ASSIGNMENT:
Below are the records; copy exactly the stretch from the line containing "form [1198, 802]." through the line containing "form [929, 355].", both ends included, and nothing else.

INFORMATION SHOWN:
---

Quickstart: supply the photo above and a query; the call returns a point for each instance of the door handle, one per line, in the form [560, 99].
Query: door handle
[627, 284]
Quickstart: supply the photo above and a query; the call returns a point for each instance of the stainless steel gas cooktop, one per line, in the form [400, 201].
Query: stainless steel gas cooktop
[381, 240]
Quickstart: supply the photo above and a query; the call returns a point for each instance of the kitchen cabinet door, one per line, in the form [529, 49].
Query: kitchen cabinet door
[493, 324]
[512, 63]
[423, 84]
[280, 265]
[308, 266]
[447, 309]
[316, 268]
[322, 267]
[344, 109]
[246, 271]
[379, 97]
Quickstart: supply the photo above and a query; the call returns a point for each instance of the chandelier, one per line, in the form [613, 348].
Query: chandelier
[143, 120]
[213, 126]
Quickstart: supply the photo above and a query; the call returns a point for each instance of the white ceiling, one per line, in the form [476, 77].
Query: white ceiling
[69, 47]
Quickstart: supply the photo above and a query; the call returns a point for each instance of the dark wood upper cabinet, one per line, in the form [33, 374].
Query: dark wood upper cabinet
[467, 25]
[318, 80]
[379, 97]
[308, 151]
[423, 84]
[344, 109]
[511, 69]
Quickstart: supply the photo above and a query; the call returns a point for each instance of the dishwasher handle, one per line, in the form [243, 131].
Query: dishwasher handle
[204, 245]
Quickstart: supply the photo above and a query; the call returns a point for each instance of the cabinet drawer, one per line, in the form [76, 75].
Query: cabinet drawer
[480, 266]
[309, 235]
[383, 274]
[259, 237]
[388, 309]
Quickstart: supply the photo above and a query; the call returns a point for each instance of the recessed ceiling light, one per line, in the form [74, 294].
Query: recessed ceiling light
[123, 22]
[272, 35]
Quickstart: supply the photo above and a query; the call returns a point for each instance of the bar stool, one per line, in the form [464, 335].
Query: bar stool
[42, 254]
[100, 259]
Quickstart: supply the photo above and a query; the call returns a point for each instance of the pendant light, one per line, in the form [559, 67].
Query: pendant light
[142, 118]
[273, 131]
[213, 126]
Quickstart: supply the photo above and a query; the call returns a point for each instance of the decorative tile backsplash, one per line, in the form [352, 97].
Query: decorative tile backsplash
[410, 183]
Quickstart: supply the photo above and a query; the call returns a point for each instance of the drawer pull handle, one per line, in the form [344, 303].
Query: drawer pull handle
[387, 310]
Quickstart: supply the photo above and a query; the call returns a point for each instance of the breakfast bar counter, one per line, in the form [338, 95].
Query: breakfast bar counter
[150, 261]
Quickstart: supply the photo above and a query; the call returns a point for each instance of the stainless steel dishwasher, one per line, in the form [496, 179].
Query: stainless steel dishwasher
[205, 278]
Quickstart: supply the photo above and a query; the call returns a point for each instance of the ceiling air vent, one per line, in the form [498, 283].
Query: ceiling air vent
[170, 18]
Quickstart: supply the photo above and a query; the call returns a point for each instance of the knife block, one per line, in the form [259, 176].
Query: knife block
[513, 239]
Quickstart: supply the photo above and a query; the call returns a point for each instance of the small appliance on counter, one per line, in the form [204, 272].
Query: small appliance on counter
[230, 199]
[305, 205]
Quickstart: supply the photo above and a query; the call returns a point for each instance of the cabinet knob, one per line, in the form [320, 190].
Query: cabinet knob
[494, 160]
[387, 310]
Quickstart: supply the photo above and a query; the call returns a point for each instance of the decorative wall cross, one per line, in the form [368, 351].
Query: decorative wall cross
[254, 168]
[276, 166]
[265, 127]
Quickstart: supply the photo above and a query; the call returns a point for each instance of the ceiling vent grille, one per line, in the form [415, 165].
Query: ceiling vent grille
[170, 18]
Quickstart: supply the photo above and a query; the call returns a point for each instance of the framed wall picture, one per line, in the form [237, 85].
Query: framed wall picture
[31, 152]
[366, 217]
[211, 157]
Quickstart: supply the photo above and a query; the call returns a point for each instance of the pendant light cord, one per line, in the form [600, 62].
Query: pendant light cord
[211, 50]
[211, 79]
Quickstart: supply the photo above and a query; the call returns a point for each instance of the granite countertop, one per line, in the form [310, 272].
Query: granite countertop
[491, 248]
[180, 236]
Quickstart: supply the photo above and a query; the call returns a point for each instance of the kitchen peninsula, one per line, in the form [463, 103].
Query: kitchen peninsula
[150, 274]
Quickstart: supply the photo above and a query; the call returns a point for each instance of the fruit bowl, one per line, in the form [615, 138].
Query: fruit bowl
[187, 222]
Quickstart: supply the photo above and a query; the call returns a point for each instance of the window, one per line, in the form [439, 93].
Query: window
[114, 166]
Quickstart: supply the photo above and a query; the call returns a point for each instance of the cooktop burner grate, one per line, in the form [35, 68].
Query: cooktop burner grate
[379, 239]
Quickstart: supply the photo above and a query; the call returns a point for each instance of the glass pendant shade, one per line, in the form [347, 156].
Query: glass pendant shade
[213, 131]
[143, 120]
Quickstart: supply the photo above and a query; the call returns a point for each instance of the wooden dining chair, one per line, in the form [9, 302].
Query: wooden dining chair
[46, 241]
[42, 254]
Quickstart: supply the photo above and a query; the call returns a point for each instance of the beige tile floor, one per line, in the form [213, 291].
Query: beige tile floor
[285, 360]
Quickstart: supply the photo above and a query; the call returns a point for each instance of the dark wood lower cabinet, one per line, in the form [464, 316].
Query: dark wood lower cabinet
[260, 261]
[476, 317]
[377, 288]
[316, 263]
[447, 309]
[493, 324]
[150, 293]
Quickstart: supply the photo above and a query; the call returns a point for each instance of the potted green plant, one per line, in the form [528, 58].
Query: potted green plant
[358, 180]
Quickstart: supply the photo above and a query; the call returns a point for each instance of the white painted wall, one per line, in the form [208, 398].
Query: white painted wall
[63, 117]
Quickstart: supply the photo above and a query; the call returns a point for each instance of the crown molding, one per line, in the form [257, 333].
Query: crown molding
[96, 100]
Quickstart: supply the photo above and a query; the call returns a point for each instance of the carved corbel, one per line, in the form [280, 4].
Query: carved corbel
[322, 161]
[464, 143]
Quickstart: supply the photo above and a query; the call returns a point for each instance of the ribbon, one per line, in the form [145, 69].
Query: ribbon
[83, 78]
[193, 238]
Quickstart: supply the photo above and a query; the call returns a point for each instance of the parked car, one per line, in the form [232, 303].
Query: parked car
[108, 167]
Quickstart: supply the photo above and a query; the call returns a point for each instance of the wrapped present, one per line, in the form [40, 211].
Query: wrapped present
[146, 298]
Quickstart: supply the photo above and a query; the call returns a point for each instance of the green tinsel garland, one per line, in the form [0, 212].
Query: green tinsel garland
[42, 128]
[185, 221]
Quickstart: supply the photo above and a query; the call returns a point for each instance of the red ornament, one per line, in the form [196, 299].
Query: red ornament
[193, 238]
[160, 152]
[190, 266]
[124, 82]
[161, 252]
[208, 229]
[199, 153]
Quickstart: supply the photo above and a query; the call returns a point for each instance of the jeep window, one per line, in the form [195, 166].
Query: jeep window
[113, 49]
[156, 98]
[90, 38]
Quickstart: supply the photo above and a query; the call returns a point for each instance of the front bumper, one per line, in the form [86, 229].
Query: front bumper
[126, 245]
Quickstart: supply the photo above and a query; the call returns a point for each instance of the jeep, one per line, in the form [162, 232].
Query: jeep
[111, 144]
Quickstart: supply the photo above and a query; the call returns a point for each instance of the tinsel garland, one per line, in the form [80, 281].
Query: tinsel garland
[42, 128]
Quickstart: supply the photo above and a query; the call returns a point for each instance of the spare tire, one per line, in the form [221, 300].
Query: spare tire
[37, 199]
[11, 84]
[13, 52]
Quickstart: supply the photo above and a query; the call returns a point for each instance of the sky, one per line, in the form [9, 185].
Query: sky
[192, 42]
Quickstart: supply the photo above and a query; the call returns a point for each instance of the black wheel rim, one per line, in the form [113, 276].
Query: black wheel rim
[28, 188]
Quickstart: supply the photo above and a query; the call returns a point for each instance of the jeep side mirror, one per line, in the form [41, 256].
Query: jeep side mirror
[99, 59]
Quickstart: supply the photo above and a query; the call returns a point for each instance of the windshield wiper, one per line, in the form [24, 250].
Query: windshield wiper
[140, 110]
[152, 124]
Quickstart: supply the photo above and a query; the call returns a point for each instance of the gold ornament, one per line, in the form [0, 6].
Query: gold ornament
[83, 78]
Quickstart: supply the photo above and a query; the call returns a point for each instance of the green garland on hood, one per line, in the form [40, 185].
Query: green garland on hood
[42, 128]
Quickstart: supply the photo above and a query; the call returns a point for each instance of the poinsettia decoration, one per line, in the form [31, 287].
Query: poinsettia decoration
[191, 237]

---

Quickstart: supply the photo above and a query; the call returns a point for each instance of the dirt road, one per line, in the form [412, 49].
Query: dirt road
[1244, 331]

---

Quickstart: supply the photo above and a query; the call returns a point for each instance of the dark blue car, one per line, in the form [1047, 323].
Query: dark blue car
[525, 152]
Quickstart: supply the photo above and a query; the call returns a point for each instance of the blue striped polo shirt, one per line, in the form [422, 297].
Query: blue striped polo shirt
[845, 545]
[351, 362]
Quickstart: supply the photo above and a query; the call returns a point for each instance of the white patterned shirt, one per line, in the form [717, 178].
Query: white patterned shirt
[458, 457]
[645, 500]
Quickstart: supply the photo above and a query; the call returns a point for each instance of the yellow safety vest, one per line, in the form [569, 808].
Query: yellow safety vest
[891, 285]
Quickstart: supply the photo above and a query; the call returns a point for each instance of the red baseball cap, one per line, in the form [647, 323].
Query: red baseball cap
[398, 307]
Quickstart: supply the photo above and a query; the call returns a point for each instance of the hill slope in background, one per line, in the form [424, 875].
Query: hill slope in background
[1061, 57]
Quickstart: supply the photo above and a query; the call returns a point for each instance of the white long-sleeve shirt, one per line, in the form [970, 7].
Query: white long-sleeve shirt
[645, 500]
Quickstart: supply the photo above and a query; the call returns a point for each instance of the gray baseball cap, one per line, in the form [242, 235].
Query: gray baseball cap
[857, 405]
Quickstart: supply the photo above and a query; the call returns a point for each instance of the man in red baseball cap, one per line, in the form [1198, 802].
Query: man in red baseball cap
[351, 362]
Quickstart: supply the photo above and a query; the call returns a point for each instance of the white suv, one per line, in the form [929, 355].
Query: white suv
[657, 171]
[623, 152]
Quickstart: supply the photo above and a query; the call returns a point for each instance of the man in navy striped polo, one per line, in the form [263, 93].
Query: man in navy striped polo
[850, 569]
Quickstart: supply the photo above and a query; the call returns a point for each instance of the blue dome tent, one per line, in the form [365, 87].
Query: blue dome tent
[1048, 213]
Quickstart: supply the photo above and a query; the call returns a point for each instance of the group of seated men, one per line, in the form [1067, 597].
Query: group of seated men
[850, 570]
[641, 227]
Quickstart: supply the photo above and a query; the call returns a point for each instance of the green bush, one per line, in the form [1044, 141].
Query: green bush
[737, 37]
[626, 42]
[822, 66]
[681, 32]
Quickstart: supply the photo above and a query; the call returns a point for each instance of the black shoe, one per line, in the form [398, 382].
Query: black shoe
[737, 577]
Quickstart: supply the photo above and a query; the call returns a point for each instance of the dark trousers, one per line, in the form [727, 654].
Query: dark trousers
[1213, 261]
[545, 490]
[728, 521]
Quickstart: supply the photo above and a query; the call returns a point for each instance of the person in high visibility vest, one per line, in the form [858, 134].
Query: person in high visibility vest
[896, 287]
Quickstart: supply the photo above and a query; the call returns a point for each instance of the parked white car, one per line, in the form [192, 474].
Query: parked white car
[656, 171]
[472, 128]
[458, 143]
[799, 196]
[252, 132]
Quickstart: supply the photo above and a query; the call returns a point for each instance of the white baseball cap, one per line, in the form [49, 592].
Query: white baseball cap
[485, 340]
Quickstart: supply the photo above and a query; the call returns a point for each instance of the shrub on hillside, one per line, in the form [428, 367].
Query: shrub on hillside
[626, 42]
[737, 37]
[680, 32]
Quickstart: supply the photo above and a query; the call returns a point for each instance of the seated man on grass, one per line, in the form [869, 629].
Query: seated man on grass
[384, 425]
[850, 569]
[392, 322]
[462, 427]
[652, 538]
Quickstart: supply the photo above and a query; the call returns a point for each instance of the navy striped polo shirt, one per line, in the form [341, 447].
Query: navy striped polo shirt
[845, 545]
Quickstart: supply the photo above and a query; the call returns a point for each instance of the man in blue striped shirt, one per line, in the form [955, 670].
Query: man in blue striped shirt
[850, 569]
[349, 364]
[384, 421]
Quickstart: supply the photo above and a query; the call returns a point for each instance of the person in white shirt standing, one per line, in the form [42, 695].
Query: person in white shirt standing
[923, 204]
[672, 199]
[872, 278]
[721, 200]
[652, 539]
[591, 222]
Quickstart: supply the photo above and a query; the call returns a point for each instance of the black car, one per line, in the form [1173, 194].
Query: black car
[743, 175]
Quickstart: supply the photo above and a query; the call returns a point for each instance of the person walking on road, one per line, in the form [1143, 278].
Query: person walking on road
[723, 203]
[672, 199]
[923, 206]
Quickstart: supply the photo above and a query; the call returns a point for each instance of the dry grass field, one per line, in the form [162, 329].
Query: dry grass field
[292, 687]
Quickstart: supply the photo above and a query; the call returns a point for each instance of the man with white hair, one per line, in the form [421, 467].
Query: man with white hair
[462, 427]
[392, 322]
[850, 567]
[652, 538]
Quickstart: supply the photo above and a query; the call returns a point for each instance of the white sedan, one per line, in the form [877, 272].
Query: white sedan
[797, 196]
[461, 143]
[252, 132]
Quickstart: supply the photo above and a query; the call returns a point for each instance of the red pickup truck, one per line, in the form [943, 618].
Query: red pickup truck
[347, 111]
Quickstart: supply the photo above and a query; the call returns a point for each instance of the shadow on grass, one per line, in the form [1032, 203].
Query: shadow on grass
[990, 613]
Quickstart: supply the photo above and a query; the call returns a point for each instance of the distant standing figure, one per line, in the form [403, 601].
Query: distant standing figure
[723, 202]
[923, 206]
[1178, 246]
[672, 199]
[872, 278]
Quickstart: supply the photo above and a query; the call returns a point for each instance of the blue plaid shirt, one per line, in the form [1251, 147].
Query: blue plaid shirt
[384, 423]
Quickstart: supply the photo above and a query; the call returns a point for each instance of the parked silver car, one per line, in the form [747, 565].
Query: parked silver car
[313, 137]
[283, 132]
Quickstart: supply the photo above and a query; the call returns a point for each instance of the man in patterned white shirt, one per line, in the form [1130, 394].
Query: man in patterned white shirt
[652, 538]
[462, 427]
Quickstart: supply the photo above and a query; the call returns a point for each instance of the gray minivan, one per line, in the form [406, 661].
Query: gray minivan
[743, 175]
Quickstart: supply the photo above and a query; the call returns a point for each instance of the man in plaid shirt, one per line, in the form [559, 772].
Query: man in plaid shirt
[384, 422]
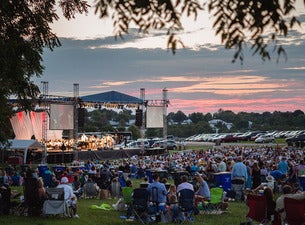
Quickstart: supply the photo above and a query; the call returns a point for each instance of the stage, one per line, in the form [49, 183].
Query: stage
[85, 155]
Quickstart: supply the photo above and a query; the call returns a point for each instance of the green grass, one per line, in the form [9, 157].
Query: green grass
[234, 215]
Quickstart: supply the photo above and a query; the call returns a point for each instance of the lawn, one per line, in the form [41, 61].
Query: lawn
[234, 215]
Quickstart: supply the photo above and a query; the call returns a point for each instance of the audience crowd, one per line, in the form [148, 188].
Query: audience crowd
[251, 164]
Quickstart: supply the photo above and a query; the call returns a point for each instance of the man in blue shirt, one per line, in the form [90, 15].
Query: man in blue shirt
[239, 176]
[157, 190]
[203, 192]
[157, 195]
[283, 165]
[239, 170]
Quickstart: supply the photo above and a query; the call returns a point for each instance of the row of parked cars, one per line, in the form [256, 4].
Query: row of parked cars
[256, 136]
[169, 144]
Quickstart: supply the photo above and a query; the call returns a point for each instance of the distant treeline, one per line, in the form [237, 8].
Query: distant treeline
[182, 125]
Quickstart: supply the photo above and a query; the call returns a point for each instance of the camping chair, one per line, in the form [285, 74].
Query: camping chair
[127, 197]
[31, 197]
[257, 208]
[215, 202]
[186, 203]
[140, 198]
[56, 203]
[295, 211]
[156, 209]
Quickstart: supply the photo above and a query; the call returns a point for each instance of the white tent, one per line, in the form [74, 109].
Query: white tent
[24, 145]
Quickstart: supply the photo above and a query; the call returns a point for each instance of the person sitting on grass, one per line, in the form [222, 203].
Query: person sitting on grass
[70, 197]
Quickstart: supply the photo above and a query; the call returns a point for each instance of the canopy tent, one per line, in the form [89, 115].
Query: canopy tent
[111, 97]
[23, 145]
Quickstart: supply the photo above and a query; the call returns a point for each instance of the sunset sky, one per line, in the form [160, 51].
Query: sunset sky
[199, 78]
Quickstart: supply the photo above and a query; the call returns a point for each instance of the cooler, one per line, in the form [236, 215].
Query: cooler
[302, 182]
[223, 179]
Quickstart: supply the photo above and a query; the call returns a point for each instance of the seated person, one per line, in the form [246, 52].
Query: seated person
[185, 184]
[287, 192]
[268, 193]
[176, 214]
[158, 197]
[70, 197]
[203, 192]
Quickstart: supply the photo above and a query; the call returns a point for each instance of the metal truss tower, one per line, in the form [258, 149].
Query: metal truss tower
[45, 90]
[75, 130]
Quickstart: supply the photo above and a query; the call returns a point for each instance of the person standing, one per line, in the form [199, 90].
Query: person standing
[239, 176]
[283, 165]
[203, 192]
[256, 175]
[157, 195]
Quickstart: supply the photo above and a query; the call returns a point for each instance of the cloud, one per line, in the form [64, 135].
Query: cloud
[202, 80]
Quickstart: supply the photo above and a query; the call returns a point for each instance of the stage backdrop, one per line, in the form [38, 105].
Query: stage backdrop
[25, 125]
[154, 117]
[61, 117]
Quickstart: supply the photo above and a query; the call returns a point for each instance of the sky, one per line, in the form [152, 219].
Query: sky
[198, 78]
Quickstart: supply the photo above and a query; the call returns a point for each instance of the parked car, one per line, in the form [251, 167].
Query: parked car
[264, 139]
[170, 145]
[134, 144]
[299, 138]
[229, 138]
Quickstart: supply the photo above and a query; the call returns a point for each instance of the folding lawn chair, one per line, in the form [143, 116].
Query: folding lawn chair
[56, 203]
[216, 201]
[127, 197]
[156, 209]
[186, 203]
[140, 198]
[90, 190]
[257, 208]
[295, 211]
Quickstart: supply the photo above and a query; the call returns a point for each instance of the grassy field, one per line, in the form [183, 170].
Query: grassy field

---

FINISHED TASK:
Quickstart: supply the photo above and a query; the call returns a point for each instance of the man in red baseball cap, one per line, in the form [1198, 802].
Query: man in red baseball cap
[351, 362]
Quickstart: supply the photo above and a query; the call returns a point for each instance of the white suv, one per line, in the form [929, 355].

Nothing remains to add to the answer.